◆ Kutipan Teks ◆
Kemudian Dinda pun melakukan pengecekan, dan tertanya toko tersebut sebelumnya sudah ada dengan akun yang lain. Banyak cerita dari korban yang ditipu.

Hingga saat ini toko tersebut masih ada di Instagram, dengan 18,4 ribu pengikut, dan masih aktif posting barang dagangannya. Ironis sekali.

Namun dari 18 ribu pengikut tersebut, jika diperhatikan jumlah "likes" di setiap postingan hanya 1-2 likes, bahkan banyak yang tidak ada likes-nya. Kolom komentar pun dibatasi sehingga tidak ada yang bisa memberikan komentar.

Jika dilihat sekilas, toko tersebut memang kesannya asli, karena ada highlights testimoni dari pembelinya. Meski sebagian besar merupakan bukti transfer dari berbagai rekening bank yang cukup banyak, dengan kisaran nominal Rp 300-700 ribu, bayangkan jika semuanya adalah pembeli yang ternyata barangnya tidak pernah sampai alias kena tipu.

Bahkan toko ini sampai memasang Instagram ads untuk memasarkan dagangannya, sehingga kesannya kredibel dan terpercaya. Namun, ternyata untuk memasang iklan di instagram tidaklah sulit dan mahal. Tarifnya mulai dari Rp 14.500 per hari. Untuk lima hari total biaya yang dikeluarkan hanya Rp 100.000, dan untuk 30 hari biayanya Rp432.360. Biaya ini "murah" dibandingkan dengan harga produk yang dijual, dan jumlah pembeli yang ternyata tertipu.

Berdasarkan data Patroli Siber ada 2.259 laporan masyarakat. Sementara melalui portal Patrolisiber ada 5.682 pengaduan dengan total kerugian Rp 19,42 miliar.

Dari total laporan, sebanyak 3.559 merupakan penipuan, sementara platform yang banyak dilaporkan yakni Whatsapp sebanyak 2.113 laporan, Instagram 1972 laporan, Facebook 943 laporan, dan Telepon SMS 786 laporan.

Laporan terbanyak berasal dari Jawa Barat dengan jumlah 1.141 laporan, kedua Jakarta 1.029, Banten 653 laporan, Jawa Timur 569 laporan, dan Jawa Tengah 502 laporan.

◆ Kumpulan Tugas ◆
**A)** Jawablah pertanyaan berikut berdasarkan kutipan tentang penipuan toko daring di Instagram.
(i) Berapa jumlah pengikut toko tersebut di Instagram?
(ii) Mulai dari berapa tarif pemasangan iklan di Instagram per hari?
(iii) Provinsi mana yang menyumbang laporan terbanyak, dan berapa jumlahnya?
**B)** Teruskan kutipan tentang penipuan toko daring di Instagram, dimulai setelah kalimat terakhirnya.

◆ Data Tersedia ◆
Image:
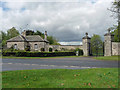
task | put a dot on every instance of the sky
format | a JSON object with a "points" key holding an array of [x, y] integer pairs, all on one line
{"points": [[66, 20]]}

◆ Jawaban Latihan ◆
**A)**
(i) 18,4 ribu pengikut.
(ii) Rp 14.500 per hari.
(iii) Jawa Barat, dengan 1.141 laporan.

**B)**
Pengamat IT Ruby Alamsyah mengatakan kasus-kasus penipuan yang memanfaatkan teknologi komunikasi dari sms, telepon, email, hingga link website tertentu merupakan modus dari kelompok siber internasional yakni nigerian scammer, yang diadaptasi sesuai pola perilaku masyarakat Indonesia.

Modus yang paling dasar adalah social engineering, yakni pelaku mengandalkan celah tertentu ketika berkomunikasi dengan calon korbannya. Pelaku akan berupaya mendapatkan kepercayaan agar korban percaya pada modus pertama, ketika mendapatkan kepercayaan barulah ditambahkan modus lainnya.

"Teknik yang biasanya dilakukan adalah pendekatan dadakan, yang membuat panik ataupun memberikan informasi kebahagiaan seperti menang undian. Sebagian masyarakat memang tidak langsung percaya, tapi sebagian kecil ada yang percaya. Teknik mereka tadi tinggal dilakukan secara masif," kata Ruby kepada CNBC Indonesia.

Dia menjelaskan, kuncinya adalah masif. Modus-modus ini dikirimkan secara masif dan acak baik melalui sms ataupun telepon, dan bisa sampai 10.000 per hari.

"Itu murah bagi dia, kalau email atau link malah tidak ada biaya. Kalau sms juga banyak solusi murah, dia mengharapkan dari 10 ribu kirim sehari kalau 1-2% yg respon atau kena korban kan cukup. Logikanya cost mereka berapa, kalau 1-5% saja yang kena bisa dapat puluhan juta," katanya.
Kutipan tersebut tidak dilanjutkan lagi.